**Exercise tasks:**
A: List every person named in the blog post about Joss Whedon's Harvard talk.
B: Carry on the blog post about Joss Whedon's Harvard talk and abstract versus concrete thinking from the point where it stops.

**Extract provided:**

Back in April of this year, I posted about Joss Whedon's appearance at Harvard to accept an award from the Humanist Chaplaincy. At the time, I knew that it was recorded, but not when or if it would show up where people could get at it. Well, now it's here. If you go to WGBH's Forum Network, you'll find "Joss Whedon: Cultural Humanist." (note: that seems to be down... not sure if it will come back. see the relevant bits on YouTube) Watch and enjoy. It was a really great event, and well worth listening to his views on the interaction between the religious and non-religious world and the nature of charity and justice towards others.
In perusing this site, I've noticed some really interesting videos. It's sad that these aren't widely publicized, since they're so much more valuable than the typical piano-playing cat that you'll find when searching for videos on the Web. Right now, I'm listening to David Lynch, Fred Travis (spelled "Tavis" incorrectly in the credits) and John Hagelin speaking about Consciousness, Creativity, and the Brain.
Lynch's comments in that video annoy me, not because he's wholy wrong, but because he's mostly right (as much as abstract and subjective statements can be said to be "right"). I have tried to tackle this topic for years without much success, but I'll try again, here.
There are two kinds of personality in the world. Lynch is obviously the creative, abstract type. The other end of the spectrum is the rational, concrete type. If you're in the latter camp, like myself, it will be hard to hear what he has to say as anything but quackery. Concepts like "flowing pools of consciousness," don't make sense to us because they have no concrete meaning. What I've come to accept (with great trouble) is that it's OK to be abstract while making absolute statements. You can say that "life is beautiful" without having a formal definition of beauty and without contradicting the famous one-liner from The Princess Bride, "Life is pain, highness."

**Data extracts:**
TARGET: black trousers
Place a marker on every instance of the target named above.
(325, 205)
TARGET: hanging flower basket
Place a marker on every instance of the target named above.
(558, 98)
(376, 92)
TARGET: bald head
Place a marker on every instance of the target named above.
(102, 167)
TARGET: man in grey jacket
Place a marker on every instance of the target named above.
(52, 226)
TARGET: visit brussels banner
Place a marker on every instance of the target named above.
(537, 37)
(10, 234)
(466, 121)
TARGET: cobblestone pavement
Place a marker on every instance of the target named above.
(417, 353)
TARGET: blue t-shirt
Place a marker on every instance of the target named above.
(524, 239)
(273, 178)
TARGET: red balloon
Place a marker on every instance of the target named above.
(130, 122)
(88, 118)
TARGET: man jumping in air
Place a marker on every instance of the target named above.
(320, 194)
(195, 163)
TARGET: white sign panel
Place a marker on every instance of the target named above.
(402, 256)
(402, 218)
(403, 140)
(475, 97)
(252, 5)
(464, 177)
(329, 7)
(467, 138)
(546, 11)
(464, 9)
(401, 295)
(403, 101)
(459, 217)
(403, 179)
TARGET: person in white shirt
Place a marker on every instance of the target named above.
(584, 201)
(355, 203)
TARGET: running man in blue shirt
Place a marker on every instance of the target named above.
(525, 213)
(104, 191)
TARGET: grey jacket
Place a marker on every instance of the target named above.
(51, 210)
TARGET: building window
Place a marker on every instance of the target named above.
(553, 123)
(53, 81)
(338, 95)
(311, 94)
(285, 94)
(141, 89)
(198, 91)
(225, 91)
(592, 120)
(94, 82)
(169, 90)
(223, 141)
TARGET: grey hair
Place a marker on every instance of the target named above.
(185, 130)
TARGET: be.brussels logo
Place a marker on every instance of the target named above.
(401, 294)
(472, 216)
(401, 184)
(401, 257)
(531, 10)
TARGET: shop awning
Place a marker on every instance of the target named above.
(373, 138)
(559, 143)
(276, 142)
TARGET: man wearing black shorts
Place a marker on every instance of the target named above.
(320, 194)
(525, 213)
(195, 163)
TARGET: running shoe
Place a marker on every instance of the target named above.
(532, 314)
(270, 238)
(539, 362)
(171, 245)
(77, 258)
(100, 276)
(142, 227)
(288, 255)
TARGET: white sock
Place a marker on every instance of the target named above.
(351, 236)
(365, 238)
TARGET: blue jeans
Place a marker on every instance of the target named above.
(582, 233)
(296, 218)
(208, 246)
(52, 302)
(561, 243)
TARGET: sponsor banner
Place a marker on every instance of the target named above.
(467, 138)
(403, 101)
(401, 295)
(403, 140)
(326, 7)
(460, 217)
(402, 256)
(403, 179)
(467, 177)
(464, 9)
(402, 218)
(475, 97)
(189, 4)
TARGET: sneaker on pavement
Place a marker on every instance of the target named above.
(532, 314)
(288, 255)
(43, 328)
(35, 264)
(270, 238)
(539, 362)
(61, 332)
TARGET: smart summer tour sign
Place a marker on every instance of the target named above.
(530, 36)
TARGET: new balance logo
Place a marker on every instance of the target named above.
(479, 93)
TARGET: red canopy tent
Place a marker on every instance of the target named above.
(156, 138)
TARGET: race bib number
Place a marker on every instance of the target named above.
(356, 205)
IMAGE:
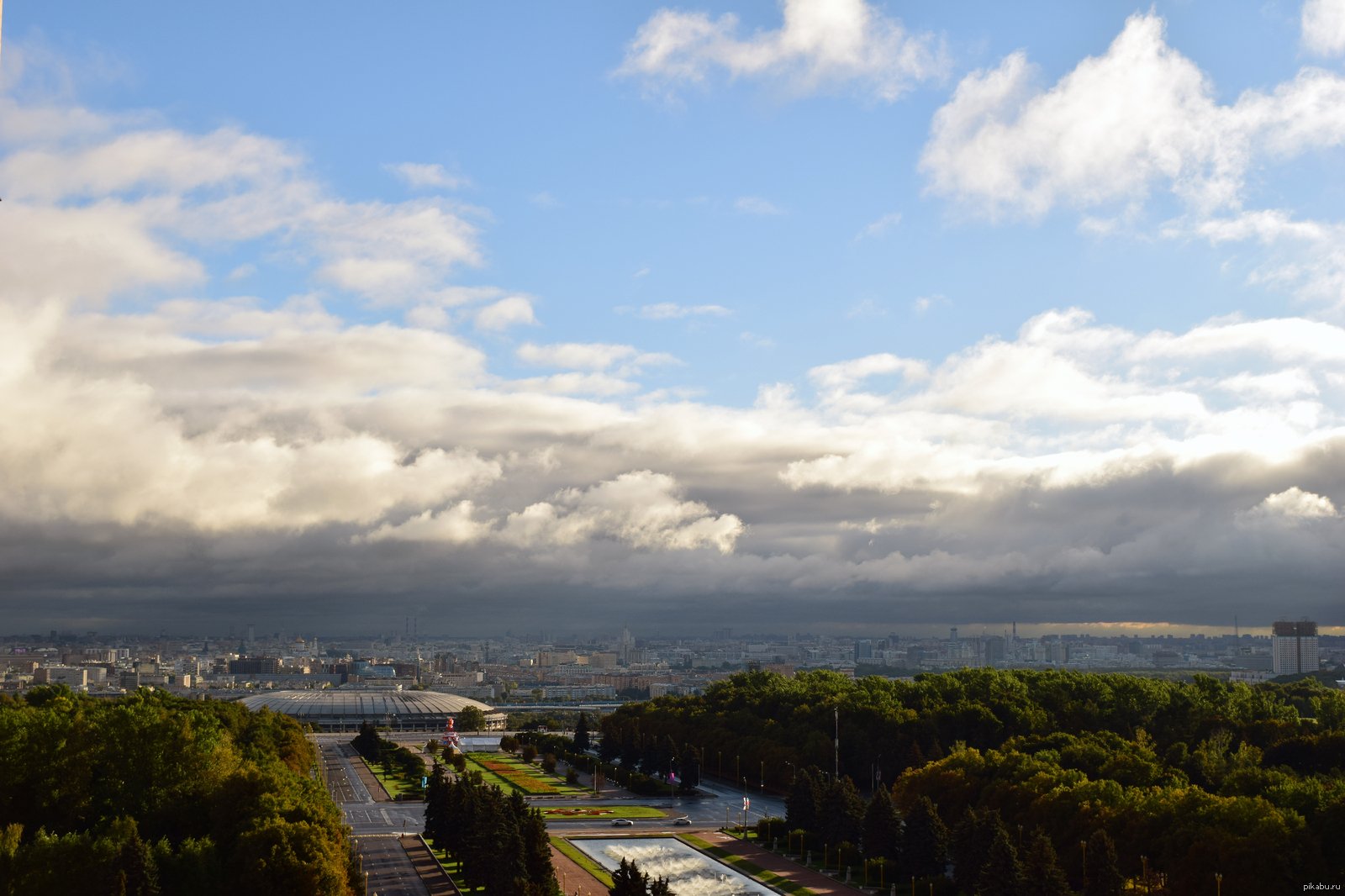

**Answers in order:**
A: Joss Whedon, David Lynch, Fred Travis, John Hagelin

B:
That is to say, Lynch's meditative, Eastern view of consciousness and the creative process isn't wrong. What's wrong is that he attempts to wrangle the concrete concepts of those on the other end of the spectrum into his world-view. It's just as much of a problem, I feel, as when the opposite happens. When, for example, pharmaceutical companies try to quantify and then marginalize the placebo effect, ultimately this yields a confused outlook because we want to believe that understanding the chemical nature of the brain gives us insight into the process of consciousness which is orders of magnitude more complex (ask a complexity theorist how complex systems can arrise from simple rules and they'll explain it better than I can). Lynch no more understands the nature of sub-atomic nuclei than the drug-maker understands the nature of self-healing. It's not that there isn't some deep connection between the two, it's that we have an extremely loose understanding of the brain and thought and of the fundamental nature of physics and our universe. When we try to bring those extremes together, the mapping is bound to fail.
So, when you watch the video that WGBH has helpfully put up, I recommend that you let your analytical mind accept the non-sensical abstractions and simultaneously caution your creative mind to stop short of believing that there is some deep understanding of the physical world being presented. There is, as I believe someone once said, a middle path.